_TEXT TO READ:_
Re: [PATCH v3] tools/memory-model: Make ppo a subrelation of po

From: Alan Stern
Date: Sun Feb 26 2023 - 14:32:41 EST


On Sun, Feb 26, 2023 at 10:45:28AM -0800, Paul E. McKenney wrote:
> On Sun, Feb 26, 2023 at 11:51:15AM -0500, Alan Stern wrote:
> > Here's a related question to think about. Suppose a compiler does make
> > this change, adding a load-and-test in front of a store. Can that load
> > cause a data race?
> >
> > Normally I'd say no, because compilers aren't allowed to create data
> > races where one didn't already exist. But that restriction is part of
> > the C/C++ standard, and what we consider to be a data race differs from
> > what the standard considers.
> >
> > So what's the answer? Is the compiler allowed to translate:
> >
> > r1 = READ_ONCE(*x);
> > if (r1)

_AIM 1:_
In the mailing list message, why would the writer normally say that a load added by the compiler cannot cause a data race?

_PROVIDED RECORDS:_
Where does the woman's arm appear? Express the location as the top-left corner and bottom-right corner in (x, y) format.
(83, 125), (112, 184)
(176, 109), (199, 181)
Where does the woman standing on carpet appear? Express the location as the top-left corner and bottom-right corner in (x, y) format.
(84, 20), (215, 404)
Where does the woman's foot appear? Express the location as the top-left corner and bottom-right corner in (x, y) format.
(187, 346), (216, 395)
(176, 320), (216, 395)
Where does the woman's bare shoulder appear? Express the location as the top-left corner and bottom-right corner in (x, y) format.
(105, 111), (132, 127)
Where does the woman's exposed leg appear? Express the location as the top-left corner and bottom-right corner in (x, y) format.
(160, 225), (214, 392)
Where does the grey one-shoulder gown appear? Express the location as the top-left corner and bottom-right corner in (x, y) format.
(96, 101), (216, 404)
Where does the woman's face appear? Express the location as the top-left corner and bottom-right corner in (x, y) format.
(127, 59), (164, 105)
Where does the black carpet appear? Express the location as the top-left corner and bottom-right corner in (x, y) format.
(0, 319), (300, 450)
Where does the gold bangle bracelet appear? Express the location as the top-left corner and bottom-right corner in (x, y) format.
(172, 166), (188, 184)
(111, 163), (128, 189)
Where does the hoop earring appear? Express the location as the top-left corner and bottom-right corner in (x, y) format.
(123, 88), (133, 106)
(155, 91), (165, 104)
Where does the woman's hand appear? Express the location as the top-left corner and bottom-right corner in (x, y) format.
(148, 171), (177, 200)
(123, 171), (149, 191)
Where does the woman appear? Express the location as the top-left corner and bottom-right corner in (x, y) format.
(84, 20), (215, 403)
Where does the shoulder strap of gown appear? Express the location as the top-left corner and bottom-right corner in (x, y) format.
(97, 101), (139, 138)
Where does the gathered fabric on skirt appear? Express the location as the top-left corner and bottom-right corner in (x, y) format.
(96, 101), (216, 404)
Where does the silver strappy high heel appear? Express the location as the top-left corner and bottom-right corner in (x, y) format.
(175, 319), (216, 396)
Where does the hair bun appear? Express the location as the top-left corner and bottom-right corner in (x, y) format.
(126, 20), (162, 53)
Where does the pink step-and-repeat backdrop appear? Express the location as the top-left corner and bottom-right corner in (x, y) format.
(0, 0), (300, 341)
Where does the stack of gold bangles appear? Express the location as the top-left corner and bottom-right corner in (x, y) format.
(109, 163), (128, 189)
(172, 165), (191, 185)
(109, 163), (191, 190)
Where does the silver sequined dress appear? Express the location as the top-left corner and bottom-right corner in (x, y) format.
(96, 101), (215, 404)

_AIM 2:_
In the records, print the lines from the line with "Where does the silver strappy" to the line with "(0, 0), (300, 341)", both included, exactly as they appear.

_CORRECT OUTPUT 1:_
Compilers aren't allowed to create data races where one didn't already exist.

_CORRECT OUTPUT 2:_
Where does the silver strappy high heel appear? Express the location as the top-left corner and bottom-right corner in (x, y) format.
(175, 319), (216, 396)
Where does the hair bun appear? Express the location as the top-left corner and bottom-right corner in (x, y) format.
(126, 20), (162, 53)
Where does the pink step-and-repeat backdrop appear? Express the location as the top-left corner and bottom-right corner in (x, y) format.
(0, 0), (300, 341)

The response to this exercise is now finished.